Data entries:
━━━━━━
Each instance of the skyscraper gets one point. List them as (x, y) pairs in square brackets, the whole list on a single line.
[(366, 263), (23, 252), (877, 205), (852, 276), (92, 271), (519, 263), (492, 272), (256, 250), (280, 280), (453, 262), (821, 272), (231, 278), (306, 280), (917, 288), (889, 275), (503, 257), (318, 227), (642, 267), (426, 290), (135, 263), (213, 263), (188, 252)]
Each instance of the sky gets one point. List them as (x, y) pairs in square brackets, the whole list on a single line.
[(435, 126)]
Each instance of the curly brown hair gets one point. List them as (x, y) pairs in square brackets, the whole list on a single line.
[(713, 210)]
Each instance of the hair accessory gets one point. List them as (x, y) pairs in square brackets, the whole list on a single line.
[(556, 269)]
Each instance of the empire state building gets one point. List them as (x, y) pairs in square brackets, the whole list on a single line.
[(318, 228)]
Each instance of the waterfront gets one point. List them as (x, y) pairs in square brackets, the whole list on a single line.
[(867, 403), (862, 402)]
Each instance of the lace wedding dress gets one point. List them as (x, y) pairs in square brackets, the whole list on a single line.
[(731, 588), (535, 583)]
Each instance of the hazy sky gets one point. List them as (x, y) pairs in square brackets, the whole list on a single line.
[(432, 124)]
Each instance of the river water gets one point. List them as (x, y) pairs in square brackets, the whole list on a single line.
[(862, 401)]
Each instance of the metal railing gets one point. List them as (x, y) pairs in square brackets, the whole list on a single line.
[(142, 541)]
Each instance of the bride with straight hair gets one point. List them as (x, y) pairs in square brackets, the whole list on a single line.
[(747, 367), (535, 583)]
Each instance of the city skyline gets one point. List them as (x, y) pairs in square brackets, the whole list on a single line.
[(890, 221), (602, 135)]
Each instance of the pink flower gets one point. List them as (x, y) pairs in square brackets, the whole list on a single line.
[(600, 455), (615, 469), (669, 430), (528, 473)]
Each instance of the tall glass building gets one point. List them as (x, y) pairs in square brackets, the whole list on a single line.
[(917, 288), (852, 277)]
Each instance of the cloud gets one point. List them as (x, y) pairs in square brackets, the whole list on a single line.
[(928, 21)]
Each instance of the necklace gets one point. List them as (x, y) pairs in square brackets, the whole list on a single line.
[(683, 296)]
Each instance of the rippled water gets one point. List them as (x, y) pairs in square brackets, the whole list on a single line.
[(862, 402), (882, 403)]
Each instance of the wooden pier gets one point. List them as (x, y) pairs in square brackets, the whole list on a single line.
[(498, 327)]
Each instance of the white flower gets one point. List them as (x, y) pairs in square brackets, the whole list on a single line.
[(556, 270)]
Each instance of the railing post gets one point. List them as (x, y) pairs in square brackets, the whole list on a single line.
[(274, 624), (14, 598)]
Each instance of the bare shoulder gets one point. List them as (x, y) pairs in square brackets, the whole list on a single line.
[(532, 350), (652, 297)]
━━━━━━
What the exercise asks:
Using the entries above, give again each line from the one containing "Each instance of the pink" through the last line, exactly and only those.

Solution to the problem:
Each instance of the pink flower gets one point. List them as (x, y) pairs in square brackets, the whole list on a single line.
[(600, 455), (615, 469), (669, 430), (528, 473)]
Each instance of the tall glass building gets one point. List them as (x, y) pairs in square brackets, the whole list on a single line.
[(917, 288), (852, 277)]
Each instance of the cloud gets one point. List them as (x, y) pairs in square brackets, the whole list on a single line.
[(928, 21)]
Each instance of the necklace gets one point. List them as (x, y) pairs in square brackets, the whole list on a single line.
[(683, 296)]
Each instance of the rippled water gets one point. List them as (x, y) pairs in square brackets, the whole list on a single line.
[(862, 402), (882, 403)]
Each instance of the wooden pier gets one point. List them as (x, y) pairs in square brackets, the whole list on a single line.
[(498, 327)]
Each instance of the white flower gets one point. List them as (x, y) pairs in square brackets, the whole list on a single line.
[(556, 270)]
Each instance of the railing post gets one point. List them as (x, y) pairs in square brackets, the whole list on a single line.
[(274, 624), (14, 598)]
Each instance of the bare shoulder gets one point. List them as (x, y) pairs in square brackets, the whole list on a single line.
[(532, 350), (652, 297)]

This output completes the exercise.